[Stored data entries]
↓

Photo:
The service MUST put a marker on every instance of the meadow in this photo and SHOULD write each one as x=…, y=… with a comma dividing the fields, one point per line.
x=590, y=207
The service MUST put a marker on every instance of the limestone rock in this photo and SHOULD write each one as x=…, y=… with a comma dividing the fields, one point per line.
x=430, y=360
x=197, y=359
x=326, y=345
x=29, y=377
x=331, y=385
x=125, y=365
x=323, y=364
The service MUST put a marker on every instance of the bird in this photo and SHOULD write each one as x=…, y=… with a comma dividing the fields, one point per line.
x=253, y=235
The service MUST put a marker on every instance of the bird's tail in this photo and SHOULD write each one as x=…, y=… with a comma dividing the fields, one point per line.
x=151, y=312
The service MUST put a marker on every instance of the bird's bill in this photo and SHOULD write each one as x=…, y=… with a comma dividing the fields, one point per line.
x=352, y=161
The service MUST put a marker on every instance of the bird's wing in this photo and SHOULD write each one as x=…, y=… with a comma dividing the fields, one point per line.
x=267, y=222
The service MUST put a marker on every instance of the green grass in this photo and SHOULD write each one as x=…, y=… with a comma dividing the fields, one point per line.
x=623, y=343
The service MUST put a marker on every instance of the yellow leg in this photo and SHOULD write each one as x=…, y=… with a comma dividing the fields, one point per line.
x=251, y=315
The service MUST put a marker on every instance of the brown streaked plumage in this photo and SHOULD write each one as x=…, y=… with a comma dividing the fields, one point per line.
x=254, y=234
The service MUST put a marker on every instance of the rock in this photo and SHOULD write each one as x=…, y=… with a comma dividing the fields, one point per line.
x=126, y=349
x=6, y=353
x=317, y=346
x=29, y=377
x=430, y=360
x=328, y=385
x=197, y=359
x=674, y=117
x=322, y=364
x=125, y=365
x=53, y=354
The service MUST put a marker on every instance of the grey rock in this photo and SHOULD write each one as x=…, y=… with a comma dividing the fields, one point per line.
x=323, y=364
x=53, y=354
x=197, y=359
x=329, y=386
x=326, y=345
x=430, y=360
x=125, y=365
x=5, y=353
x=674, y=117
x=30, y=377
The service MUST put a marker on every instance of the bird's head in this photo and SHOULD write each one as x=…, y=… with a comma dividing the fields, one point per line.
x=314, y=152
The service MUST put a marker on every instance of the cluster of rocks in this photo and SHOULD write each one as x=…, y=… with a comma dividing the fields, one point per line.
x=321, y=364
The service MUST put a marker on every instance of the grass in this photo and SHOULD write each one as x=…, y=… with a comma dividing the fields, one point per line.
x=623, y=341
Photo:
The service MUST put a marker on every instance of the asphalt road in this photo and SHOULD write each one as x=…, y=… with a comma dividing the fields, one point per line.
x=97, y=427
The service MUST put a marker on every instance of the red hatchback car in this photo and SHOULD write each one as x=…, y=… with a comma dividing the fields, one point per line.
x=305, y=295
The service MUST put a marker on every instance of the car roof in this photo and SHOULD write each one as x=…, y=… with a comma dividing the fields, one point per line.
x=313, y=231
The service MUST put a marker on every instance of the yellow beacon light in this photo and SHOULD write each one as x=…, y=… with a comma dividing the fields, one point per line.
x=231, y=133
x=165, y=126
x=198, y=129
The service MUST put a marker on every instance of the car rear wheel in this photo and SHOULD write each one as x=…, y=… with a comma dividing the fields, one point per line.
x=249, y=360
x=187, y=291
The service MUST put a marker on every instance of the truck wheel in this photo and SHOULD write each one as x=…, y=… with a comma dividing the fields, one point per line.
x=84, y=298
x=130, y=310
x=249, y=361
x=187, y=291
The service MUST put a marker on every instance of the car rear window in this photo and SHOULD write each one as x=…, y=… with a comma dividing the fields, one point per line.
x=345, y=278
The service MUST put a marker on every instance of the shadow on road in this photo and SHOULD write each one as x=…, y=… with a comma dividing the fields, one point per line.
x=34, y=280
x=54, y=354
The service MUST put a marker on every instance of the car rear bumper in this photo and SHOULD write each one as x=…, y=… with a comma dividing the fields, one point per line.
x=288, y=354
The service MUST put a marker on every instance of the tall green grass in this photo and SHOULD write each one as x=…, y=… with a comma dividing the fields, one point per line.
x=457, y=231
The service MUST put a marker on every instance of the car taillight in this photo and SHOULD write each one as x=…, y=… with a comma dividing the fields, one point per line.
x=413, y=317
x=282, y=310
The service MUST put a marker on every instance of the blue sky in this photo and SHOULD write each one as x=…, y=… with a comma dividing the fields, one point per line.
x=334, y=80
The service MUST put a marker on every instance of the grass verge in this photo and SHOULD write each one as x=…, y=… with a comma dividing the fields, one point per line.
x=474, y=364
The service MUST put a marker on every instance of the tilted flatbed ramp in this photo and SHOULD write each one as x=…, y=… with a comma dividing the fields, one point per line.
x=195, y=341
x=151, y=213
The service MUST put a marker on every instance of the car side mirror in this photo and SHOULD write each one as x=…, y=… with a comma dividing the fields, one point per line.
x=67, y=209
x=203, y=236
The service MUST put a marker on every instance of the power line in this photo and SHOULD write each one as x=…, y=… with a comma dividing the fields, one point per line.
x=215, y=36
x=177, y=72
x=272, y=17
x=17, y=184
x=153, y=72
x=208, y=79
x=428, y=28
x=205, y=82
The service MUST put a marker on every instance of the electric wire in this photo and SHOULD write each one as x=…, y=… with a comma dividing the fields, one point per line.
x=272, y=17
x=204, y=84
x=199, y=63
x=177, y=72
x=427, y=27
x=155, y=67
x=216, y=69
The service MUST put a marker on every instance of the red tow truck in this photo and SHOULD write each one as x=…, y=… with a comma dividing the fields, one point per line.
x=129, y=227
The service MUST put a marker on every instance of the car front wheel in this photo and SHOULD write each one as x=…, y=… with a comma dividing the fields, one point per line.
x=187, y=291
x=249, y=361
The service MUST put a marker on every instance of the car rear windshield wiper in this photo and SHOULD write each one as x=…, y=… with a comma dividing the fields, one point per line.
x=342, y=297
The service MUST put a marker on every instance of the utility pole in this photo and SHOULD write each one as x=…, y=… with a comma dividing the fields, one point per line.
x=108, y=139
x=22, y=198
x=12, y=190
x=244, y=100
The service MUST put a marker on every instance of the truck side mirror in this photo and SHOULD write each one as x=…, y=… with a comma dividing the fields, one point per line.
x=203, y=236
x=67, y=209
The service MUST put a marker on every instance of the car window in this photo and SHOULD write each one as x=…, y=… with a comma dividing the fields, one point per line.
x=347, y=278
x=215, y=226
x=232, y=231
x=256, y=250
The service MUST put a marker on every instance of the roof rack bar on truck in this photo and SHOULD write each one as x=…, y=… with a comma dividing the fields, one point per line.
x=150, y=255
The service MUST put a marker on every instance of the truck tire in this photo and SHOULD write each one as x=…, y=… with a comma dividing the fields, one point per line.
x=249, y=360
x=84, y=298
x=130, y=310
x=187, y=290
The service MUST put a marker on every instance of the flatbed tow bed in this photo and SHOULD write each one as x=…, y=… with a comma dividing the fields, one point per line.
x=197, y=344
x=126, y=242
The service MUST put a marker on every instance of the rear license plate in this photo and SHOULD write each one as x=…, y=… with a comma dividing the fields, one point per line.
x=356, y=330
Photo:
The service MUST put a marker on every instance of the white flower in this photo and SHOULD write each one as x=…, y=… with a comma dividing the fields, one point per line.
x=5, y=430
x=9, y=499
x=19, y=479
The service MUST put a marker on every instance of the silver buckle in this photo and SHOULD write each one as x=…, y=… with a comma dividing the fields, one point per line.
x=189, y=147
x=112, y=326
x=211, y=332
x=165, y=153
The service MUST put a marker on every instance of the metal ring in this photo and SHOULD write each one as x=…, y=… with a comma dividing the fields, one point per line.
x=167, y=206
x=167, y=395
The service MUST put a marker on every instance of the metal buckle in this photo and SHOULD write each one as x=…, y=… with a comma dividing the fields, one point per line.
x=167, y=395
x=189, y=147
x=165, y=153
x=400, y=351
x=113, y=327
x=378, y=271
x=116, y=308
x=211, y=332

↑

◆ **Exercise task**
Rewrite the rows from the line with "the metal ring" through the end of the rows, changing "marker" to "pin" and keeping every other part the same.

◆ **Full answer**
The service MUST put a pin on every instance of the metal ring in this photo and SHOULD write each one as x=…, y=… with a comma dividing the fields, one point per line.
x=167, y=206
x=167, y=395
The service MUST put a pin on every instance of the metal buckle in this photo and SHOULD write each one as x=…, y=… with a comma dividing the fields, one point per line.
x=167, y=395
x=189, y=147
x=165, y=153
x=400, y=351
x=113, y=327
x=378, y=271
x=116, y=308
x=211, y=332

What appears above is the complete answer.